Records for this task below:

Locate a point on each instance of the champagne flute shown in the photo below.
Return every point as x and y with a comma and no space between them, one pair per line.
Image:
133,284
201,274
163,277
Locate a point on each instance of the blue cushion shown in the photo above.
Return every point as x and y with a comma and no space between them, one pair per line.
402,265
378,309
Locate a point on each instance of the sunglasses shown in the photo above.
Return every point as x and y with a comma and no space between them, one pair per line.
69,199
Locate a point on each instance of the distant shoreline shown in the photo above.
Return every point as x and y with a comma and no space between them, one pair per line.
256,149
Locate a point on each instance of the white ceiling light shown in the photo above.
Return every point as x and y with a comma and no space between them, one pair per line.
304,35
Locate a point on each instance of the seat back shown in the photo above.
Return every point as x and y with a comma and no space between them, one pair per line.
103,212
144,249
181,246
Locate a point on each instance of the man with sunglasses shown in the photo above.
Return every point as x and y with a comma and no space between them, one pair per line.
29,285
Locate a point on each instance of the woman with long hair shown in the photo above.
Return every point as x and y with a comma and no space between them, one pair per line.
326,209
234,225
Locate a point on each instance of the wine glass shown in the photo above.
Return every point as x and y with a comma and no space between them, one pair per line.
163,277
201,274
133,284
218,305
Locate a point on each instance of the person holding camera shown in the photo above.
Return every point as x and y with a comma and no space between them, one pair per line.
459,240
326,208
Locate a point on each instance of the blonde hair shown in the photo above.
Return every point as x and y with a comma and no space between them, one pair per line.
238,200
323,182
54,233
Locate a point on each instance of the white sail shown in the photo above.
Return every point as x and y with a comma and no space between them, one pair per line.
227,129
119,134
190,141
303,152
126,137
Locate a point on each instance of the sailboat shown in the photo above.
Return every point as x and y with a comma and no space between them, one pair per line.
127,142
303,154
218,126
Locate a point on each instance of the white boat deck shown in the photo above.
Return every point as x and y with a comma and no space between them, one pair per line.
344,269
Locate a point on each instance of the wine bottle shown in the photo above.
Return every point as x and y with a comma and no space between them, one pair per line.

End of Records for this task.

About this exercise: In the records, find every line that has the string "white" and copy it.

Task response:
Locate a point on each instance of the white ceiling light shown in the photo above.
Locate a point on each instance of the white sail shown in the photo above.
Locate a point on each instance of the white boat deck shown in the photo above.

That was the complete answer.